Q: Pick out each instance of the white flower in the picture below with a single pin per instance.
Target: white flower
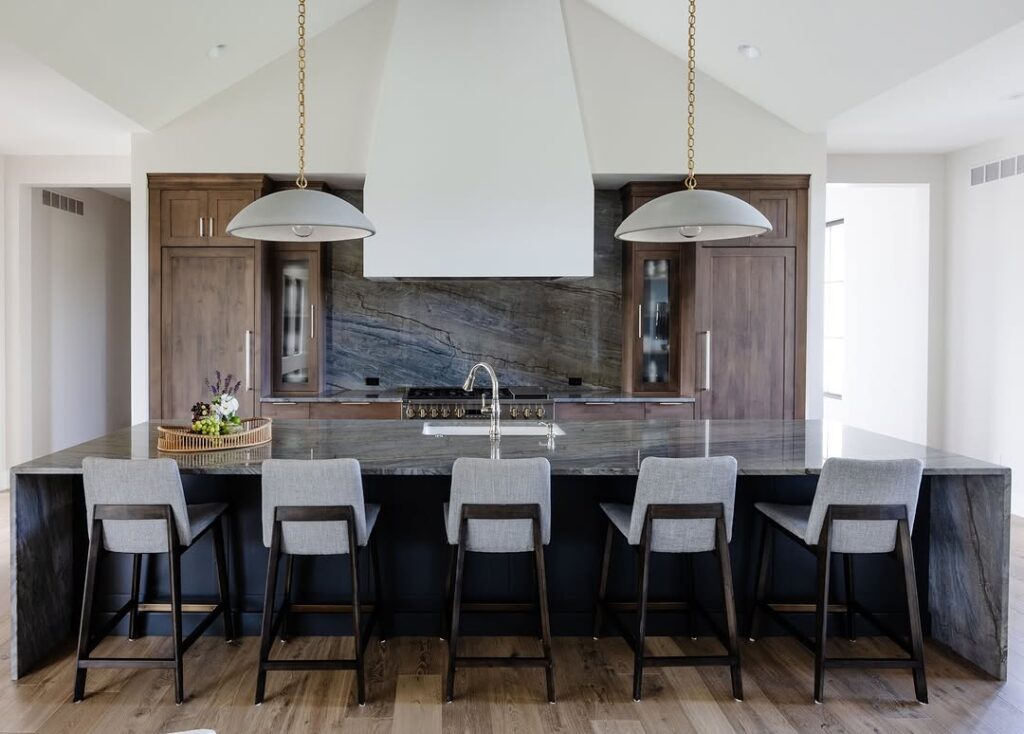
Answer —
(225, 405)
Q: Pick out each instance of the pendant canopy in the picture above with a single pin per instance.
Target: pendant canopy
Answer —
(298, 215)
(692, 215)
(301, 214)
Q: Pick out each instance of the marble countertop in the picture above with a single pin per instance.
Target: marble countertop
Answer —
(593, 447)
(395, 394)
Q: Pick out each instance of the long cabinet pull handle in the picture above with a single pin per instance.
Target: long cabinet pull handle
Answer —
(707, 385)
(249, 360)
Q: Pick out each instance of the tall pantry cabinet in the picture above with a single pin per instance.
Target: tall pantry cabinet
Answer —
(723, 321)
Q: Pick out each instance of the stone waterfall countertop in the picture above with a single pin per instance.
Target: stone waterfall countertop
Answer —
(595, 447)
(396, 394)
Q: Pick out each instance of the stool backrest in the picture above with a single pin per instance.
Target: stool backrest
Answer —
(327, 482)
(683, 481)
(135, 481)
(855, 481)
(500, 481)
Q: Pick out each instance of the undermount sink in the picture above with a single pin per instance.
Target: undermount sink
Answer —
(482, 428)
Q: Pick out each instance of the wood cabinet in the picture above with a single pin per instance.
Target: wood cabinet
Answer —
(739, 307)
(208, 318)
(745, 336)
(295, 284)
(205, 291)
(669, 411)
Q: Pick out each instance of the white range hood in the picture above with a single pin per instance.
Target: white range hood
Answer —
(478, 166)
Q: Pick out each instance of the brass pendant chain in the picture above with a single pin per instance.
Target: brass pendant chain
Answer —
(691, 181)
(301, 180)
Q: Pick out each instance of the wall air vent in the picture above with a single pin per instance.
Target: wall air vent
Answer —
(997, 169)
(65, 204)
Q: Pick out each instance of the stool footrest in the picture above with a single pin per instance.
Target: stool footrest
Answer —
(502, 661)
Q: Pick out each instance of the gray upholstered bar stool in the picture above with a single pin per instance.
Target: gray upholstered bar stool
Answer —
(499, 506)
(315, 508)
(682, 506)
(859, 507)
(138, 507)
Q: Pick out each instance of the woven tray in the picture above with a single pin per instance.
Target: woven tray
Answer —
(179, 439)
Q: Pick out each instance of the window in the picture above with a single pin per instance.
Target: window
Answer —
(835, 315)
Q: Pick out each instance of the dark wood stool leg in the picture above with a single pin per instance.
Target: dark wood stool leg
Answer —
(383, 607)
(729, 604)
(764, 572)
(174, 561)
(446, 603)
(136, 571)
(85, 624)
(851, 631)
(267, 623)
(691, 612)
(602, 589)
(542, 593)
(289, 572)
(456, 608)
(642, 580)
(220, 559)
(905, 552)
(821, 614)
(360, 678)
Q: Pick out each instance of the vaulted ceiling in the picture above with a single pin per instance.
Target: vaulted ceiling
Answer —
(824, 65)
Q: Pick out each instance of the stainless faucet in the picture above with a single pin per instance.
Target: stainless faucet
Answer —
(495, 409)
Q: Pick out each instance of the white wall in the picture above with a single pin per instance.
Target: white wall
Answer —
(22, 173)
(81, 346)
(931, 170)
(985, 310)
(885, 387)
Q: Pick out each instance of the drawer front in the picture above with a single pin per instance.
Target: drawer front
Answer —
(285, 409)
(599, 412)
(348, 411)
(669, 411)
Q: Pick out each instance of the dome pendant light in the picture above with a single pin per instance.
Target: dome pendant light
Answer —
(301, 214)
(692, 214)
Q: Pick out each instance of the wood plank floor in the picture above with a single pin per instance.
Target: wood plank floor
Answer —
(593, 684)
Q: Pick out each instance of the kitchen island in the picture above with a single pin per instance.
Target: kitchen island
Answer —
(961, 538)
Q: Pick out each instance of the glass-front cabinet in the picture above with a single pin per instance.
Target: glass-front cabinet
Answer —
(296, 318)
(652, 320)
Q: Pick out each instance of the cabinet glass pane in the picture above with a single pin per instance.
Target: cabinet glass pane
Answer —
(655, 321)
(295, 320)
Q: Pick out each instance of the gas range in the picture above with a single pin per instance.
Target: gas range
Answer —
(528, 402)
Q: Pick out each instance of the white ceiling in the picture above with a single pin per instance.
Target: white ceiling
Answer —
(975, 96)
(819, 57)
(150, 58)
(45, 114)
(876, 75)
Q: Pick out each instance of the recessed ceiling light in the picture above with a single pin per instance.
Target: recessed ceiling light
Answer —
(748, 50)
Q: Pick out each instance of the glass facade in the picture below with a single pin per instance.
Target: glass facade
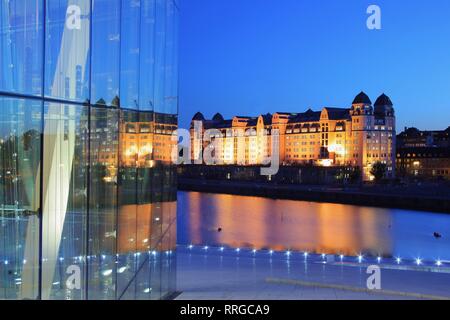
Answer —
(89, 103)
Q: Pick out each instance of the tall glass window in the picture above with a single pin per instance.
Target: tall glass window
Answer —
(20, 152)
(87, 189)
(105, 67)
(129, 54)
(21, 46)
(67, 59)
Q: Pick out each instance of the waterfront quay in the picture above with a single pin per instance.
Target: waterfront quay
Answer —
(237, 274)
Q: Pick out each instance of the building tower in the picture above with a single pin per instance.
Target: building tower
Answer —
(385, 121)
(362, 116)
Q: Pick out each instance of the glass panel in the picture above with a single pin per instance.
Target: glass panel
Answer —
(106, 38)
(67, 50)
(170, 105)
(147, 73)
(64, 201)
(127, 219)
(129, 62)
(160, 46)
(20, 144)
(103, 203)
(21, 46)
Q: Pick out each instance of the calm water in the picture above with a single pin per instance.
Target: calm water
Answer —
(315, 227)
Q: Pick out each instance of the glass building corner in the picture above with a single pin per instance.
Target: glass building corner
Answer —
(89, 102)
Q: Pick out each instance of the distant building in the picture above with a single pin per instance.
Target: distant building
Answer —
(358, 136)
(424, 154)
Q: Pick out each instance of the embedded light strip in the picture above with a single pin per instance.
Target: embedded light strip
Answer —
(323, 257)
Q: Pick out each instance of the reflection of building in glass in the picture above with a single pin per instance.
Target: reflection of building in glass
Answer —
(424, 154)
(359, 136)
(87, 195)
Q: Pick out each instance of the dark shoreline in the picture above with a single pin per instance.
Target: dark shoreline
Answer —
(318, 194)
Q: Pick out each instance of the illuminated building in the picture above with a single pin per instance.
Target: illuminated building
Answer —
(88, 93)
(358, 136)
(423, 154)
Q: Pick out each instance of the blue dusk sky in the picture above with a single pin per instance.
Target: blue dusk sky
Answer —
(248, 57)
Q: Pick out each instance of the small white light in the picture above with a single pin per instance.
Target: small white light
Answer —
(107, 272)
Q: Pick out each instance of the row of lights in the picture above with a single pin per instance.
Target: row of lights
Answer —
(360, 257)
(83, 258)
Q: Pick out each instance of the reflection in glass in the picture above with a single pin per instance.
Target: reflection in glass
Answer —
(21, 46)
(105, 67)
(67, 49)
(129, 61)
(88, 153)
(102, 270)
(64, 197)
(20, 143)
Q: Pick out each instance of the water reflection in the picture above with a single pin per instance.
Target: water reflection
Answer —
(306, 226)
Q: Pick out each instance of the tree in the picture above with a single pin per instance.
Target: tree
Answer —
(378, 170)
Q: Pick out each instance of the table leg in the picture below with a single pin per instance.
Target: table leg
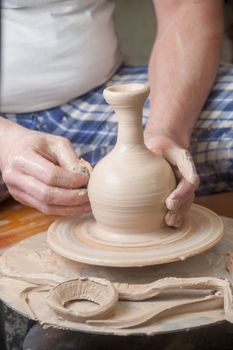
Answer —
(2, 329)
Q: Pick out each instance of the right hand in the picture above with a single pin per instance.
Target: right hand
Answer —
(43, 171)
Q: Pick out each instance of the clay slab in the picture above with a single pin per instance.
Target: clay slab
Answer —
(32, 260)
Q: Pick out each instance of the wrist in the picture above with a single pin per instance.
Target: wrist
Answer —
(9, 132)
(162, 134)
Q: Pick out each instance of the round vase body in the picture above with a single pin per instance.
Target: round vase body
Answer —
(128, 187)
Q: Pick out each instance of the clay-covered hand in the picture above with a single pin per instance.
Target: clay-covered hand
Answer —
(180, 200)
(43, 171)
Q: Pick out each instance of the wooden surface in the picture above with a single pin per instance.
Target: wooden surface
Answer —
(18, 222)
(21, 222)
(221, 204)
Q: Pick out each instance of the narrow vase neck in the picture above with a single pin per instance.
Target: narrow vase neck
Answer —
(130, 130)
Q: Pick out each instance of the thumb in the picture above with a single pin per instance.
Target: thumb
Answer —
(67, 158)
(183, 160)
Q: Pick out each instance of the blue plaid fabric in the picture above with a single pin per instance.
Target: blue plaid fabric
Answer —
(90, 124)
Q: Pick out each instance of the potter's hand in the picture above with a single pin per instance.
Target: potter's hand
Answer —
(42, 170)
(180, 200)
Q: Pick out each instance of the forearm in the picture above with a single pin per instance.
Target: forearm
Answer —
(183, 65)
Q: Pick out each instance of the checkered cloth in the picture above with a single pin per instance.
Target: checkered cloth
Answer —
(90, 124)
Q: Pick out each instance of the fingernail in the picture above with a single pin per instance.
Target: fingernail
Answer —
(87, 208)
(177, 223)
(172, 203)
(80, 168)
(82, 193)
(173, 219)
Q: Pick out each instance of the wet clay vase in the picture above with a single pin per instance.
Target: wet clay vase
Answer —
(127, 191)
(128, 187)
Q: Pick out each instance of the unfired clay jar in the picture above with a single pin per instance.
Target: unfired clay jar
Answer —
(128, 187)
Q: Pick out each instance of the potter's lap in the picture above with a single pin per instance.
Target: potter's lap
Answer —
(91, 126)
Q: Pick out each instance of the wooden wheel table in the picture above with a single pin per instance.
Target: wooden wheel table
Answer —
(18, 222)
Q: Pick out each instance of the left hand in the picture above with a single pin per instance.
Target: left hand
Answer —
(179, 201)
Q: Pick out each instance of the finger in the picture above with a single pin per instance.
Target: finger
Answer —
(183, 160)
(48, 209)
(45, 171)
(61, 149)
(82, 167)
(66, 156)
(176, 217)
(180, 195)
(48, 194)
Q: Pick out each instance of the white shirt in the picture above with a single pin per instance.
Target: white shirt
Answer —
(55, 50)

§ **REQUIREMENTS**
Reproduce the lines word for word, starting at the one holding "Q: Pick out each instance of the blue plaid" and ending at the final line of the material above.

§ **ANSWER FOR THIS EXERCISE**
Q: Pick out each instance of the blue plaid fabric in the picture above with a single pin per instance.
Target: blue plaid fabric
Answer —
(90, 124)
Q: Pick out each instance of the potter's hand in the picture above with a single pin per instance.
Target: potter's hand
Answer —
(42, 170)
(180, 200)
Q: Pick out each instance of the forearm in the picture above with a single pin per instance.
Target: forearm
Answer —
(183, 65)
Q: Pick out each instance of the checkered cloth in the picture above with a single pin per instance.
Target: checkered cloth
Answer —
(90, 124)
Q: Pick out each instance of the fingernail in the picture above with a single pin per instance.
Target: fingernail
Answer —
(87, 208)
(177, 223)
(172, 203)
(80, 168)
(82, 193)
(173, 219)
Q: Pick out each instance of the wet clay vase in the picture above with a single pin per instance.
Target: wet clay vase
Answer —
(127, 191)
(128, 187)
Q: Pick out each instance of the unfired clay jar in the picture above with a single pin per instance.
Target: unfired clay jar
Answer —
(128, 187)
Q: Pick out each instance of the potter's lap in the picture above with a single pin per instance.
Target: potter's lap
Answer —
(91, 126)
Q: Pick out each instance of the wooden wheel table in the picture above with a single pin per instance.
Target: wooden wheel table
Answer —
(18, 222)
Q: Pick out each instance of the left hand in the picture above with a single pin per instance.
Target: left hand
Answer —
(179, 201)
Q: Pick out each instance of the finger in the picture above with a single pin per instance.
Target: finger
Answer —
(183, 160)
(48, 209)
(45, 171)
(61, 149)
(82, 167)
(66, 156)
(176, 217)
(180, 195)
(48, 194)
Q: Pick out each instance of the white shirt in the picture above with a single pin per instance.
Target: white shirt
Answer —
(55, 50)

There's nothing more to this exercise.